→ WHAT THIS TASK INVOLVES
Write out, please, the line containing "Objective — one point per instance of the sandy" together with all lines after it, up to and including the last one, with no other output.

→ GIVEN RECORDS
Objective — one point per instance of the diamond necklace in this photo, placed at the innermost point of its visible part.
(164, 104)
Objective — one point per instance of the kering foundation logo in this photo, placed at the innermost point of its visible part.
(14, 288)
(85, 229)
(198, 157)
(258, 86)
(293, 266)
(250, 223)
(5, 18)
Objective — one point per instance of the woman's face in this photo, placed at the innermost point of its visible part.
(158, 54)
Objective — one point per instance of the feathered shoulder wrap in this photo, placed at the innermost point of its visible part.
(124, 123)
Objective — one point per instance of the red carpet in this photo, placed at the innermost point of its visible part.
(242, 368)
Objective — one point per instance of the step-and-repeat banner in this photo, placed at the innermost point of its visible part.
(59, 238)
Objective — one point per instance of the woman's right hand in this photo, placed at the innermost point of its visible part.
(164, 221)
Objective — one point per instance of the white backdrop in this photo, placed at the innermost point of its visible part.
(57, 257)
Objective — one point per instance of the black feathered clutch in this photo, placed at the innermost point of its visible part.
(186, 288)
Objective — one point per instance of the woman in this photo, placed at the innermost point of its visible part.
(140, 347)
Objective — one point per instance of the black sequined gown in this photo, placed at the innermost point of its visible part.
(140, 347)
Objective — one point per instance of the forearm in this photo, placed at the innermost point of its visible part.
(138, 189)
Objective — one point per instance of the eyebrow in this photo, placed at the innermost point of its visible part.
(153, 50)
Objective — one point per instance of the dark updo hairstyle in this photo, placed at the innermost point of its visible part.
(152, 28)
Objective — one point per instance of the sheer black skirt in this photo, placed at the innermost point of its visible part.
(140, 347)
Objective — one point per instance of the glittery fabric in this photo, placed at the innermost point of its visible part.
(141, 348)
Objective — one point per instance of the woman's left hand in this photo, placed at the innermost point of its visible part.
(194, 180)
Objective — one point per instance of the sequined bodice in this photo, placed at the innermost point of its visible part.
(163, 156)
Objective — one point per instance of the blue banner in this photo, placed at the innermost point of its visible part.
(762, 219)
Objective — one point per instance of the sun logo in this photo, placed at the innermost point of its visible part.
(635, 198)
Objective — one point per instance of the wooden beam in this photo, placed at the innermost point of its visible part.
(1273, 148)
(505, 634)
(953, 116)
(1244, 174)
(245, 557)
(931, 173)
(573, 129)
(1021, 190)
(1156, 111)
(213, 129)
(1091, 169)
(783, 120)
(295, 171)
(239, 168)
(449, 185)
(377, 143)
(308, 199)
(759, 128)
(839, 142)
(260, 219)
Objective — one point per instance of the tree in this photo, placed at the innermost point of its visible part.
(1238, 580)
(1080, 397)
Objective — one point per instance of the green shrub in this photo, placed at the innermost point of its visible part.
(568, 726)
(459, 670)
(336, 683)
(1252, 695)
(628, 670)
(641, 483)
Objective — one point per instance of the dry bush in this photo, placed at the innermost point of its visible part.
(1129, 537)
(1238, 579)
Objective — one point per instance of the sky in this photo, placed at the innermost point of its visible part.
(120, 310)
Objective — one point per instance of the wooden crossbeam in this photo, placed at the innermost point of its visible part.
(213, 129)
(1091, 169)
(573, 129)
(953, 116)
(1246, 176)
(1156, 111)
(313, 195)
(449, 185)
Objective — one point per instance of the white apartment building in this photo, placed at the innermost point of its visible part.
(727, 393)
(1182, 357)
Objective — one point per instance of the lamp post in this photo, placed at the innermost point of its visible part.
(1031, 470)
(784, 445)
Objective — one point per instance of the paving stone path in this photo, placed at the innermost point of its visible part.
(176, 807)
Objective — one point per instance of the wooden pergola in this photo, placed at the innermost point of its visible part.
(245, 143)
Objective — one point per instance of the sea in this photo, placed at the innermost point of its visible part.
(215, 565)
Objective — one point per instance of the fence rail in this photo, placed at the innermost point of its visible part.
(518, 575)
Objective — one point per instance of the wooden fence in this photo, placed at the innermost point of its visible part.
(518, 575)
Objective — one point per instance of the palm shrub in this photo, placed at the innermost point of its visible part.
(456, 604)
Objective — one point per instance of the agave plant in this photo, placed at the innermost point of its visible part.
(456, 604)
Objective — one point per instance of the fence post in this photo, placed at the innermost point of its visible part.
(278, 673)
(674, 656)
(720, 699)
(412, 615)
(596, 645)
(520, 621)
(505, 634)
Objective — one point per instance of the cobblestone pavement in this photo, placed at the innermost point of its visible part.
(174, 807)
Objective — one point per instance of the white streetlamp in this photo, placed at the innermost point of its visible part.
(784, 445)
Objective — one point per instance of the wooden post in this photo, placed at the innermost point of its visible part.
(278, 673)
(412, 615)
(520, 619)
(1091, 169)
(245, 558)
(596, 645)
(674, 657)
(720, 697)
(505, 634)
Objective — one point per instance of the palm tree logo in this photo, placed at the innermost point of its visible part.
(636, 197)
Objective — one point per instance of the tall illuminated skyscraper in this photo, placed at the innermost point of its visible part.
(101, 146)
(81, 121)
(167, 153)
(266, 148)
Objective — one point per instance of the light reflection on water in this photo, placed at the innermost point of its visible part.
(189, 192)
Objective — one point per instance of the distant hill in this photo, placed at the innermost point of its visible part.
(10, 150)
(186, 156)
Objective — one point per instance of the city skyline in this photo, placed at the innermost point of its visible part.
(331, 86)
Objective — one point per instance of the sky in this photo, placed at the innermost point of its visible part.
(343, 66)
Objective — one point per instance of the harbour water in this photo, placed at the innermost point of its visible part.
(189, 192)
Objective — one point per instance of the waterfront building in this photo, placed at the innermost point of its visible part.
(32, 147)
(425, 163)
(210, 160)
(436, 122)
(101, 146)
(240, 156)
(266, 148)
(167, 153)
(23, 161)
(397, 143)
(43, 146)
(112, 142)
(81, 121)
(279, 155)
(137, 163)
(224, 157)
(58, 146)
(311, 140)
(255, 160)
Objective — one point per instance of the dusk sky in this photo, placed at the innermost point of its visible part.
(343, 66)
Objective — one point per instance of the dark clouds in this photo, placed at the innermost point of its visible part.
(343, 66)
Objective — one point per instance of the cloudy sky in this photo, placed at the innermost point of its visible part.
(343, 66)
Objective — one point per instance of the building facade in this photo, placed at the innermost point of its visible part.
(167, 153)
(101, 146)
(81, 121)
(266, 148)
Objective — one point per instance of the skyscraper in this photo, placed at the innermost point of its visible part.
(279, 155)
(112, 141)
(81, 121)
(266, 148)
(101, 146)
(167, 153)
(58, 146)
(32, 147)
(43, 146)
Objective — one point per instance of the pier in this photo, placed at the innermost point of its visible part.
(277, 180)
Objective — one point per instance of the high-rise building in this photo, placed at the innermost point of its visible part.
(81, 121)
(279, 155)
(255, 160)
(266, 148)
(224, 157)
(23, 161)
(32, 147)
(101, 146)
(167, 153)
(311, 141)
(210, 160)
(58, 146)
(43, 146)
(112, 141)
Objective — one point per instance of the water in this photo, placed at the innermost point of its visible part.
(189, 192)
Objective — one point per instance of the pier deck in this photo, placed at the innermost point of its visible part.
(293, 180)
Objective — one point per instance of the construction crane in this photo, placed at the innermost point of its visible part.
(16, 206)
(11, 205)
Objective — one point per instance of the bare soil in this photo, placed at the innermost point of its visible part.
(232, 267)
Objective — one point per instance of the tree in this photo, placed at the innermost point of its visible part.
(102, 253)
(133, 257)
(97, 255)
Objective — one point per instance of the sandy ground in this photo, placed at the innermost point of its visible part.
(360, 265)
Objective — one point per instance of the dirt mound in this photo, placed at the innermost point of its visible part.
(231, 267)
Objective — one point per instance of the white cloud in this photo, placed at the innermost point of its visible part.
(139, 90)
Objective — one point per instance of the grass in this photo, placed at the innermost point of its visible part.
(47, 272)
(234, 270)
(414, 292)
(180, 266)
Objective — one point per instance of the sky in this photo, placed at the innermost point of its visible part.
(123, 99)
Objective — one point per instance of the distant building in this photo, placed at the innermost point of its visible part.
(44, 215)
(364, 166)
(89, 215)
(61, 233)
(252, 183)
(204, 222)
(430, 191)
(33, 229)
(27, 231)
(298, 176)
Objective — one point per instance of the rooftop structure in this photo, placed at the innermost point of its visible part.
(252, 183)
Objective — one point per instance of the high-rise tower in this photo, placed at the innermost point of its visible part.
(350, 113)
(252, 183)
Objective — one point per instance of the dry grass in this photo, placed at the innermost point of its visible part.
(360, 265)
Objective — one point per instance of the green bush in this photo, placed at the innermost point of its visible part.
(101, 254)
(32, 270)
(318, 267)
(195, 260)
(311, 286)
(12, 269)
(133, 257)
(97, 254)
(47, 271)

→ FULL ANSWER
Objective — one point per instance of the sandy ground in this photo, placed at the innermost point of its visible part.
(360, 265)
Objective — one point per instance of the dirt mound in this photo, placed at the innermost point of its visible part.
(231, 267)
Objective — one point per instance of the white cloud in this photo, placed at the innermost point of its visible part.
(139, 90)
Objective — one point per instance of the grass in this photo, placed at the innermost point of its visible part.
(47, 272)
(234, 270)
(414, 292)
(180, 266)
Objective — one point per instance of the sky in this photo, placed at the innermost point of its visible part.
(123, 99)
Objective — one point per instance of the distant building in this photo, placed at the innermost point of its visible part.
(44, 215)
(364, 166)
(89, 215)
(61, 233)
(252, 183)
(204, 222)
(430, 191)
(33, 229)
(27, 231)
(298, 176)
Objective — one point per instance of the rooftop structure in this photo, placed at the innermost point of its visible part.
(252, 183)
Objective — one point per instance of the high-rise tower in this photo, placed at the innermost point of its visible part.
(350, 113)
(252, 183)
Objective — one point per instance of the dry grass in this photo, placed at the innermost point of its visible part.
(360, 265)
Objective — one point per instance of the green bush in this photo, placed at the innermost point of its visible part.
(101, 254)
(32, 270)
(318, 267)
(195, 260)
(311, 286)
(12, 269)
(133, 257)
(97, 254)
(47, 271)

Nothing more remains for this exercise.